The union of first-person shooters and real-time strategy games aren't new to avid gamers of the present, being as it were that the likes of Battlezone and Uprising took to the mainstream scene way before the turn of the millennium. But it was roughly half a decade ago that such a breed of game began to roll out in significant numbers yet again. S2 Games' Savage: Battle for Newerth, a first in its series, was one of them.
Of course, the RTS-FPS hybrid genre was a confusing flavor back then and kept such games from truly being appreciated. RTS fans weren't used to having human players frolic around their battlefields, ignoring orders. FPS players, on the other hand, weren't used to losing to the opposing team due to an incompetent commander.
But it was these titles that soon heralded a flurry of similar games throughout the years until the present day, many of which the mainstream decided to profit from. DICE's Battlefield 2 and Bestway's Soldiers: Heroes of World War II were just a few mentionables that applied - however partially.
A year after Savage: Battle for Newerth was published and released over the Internet, S2 Games decided to give the game away for free and with no hidden catches. Such a move was often eyed as a precursor to the release of the next game in the series, but it was only four years after going free that Savage was succeeded by technically superior Savage 2.
Well guess what? We've braved the return to Newerth, and hacked, slashed, and clawed through thick and thin. And here's our comprehensive review of S2 Games' Savage 2: A Tortured Soul.
Oh and a word to those with low attention spans: this review is rather lengthy. Read by section, and rest when the words start to drown you. They'll still be here when you get back to them anyway.
And you thought it stopped when the world ended
Savage 2: A Tortured Soul simply picks up the series where Savage: Battle for Newerth left off. The first title took players to a "possible world," where the final world war destroys much of Earth and human technologies.
It also allowed the evolution of the natural (that being, animal and fauna) kingdom to match wits and strengths with the once-advanced homosapien. With sentience came the will to exist and a struggle to survive a post-apocalyptic world. And soon enough, disagreements ensued between both Man and Beast. Disagreements led to hatred, and hatred led to bloody conflict.
Savage 2, however, isn't any much a continuation in plot or story since the first clashes of the war. The hybrid online multiplayer game still pits both the Legion of Man and the Horde of Beasts (or Beast Horde) in a dukefest for the extermination of the opposing alliance, and very little of that history has changed to warrant comparison.
Back's Silver no more
Now while the story didn't offer anything new, the technology used to portray the Newerth wars did improve. At first glance, you can tell that the game sported finer textures and improved lighting. But for fans, Savage 2 also gave the old player characters and buildings a much-appreciated visual facelift.

==*==

| Your tasks |
**a)** Answer these questions about the Savage 2 review:
(i) Which two games does the review name as early hybrids that reached the mainstream before the turn of the millennium?
(ii) How many years after going free was Savage succeeded by Savage 2?
(iii) Which two sides does Savage 2 pit against each other?
**b)** State whether each statement agrees with the Savage 2 review, quoting the words that decide it:
(i) S2 Games sold Savage: Battle for Newerth for several years before offering it free.
(ii) The review finds that the story of Savage 2 brings nothing new.
(iii) The review describes itself as short.
**c)** Revise the part of the Savage 2 review that begins at the words "Well guess what?" and stops after "and human technologies.", putting "appraisal" wherever "review" appears.

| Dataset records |
==*==

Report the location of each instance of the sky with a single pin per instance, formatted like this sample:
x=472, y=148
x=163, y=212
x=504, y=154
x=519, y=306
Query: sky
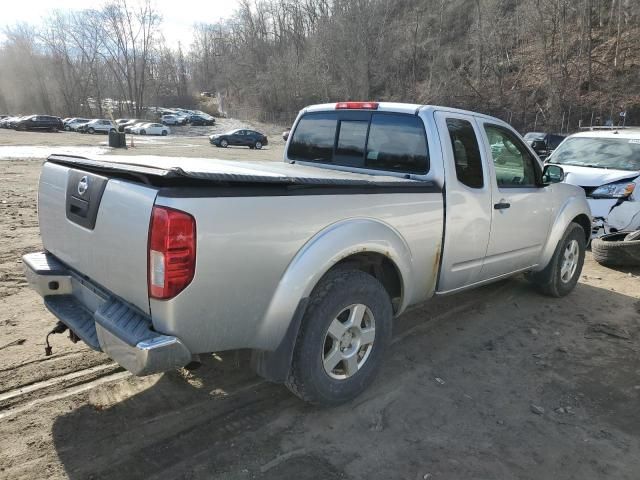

==*==

| Full solutions |
**a)**
(i) Battlezone and Uprising
(ii) Four years
(iii) The Legion of Man and the Horde of Beasts (or Beast Horde)

**b)**
(i) No: "A year after Savage: Battle for Newerth was published and released over the Internet, S2 Games decided to give the game away for free"
(ii) Yes: "Now while the story didn't offer anything new"
(iii) No: "this review is rather lengthy"

**c)**
Well guess what? We've braved the return to Newerth, and hacked, slashed, and clawed through thick and thin. And here's our comprehensive appraisal of S2 Games' Savage 2: A Tortured Soul.
Oh and a word to those with low attention spans: this appraisal is rather lengthy. Read by section, and rest when the words start to drown you. They'll still be here when you get back to them anyway.
And you thought it stopped when the world ended
Savage 2: A Tortured Soul simply picks up the series where Savage: Battle for Newerth left off. The first title took players to a "possible world," where the final world war destroys much of Earth and human technologies.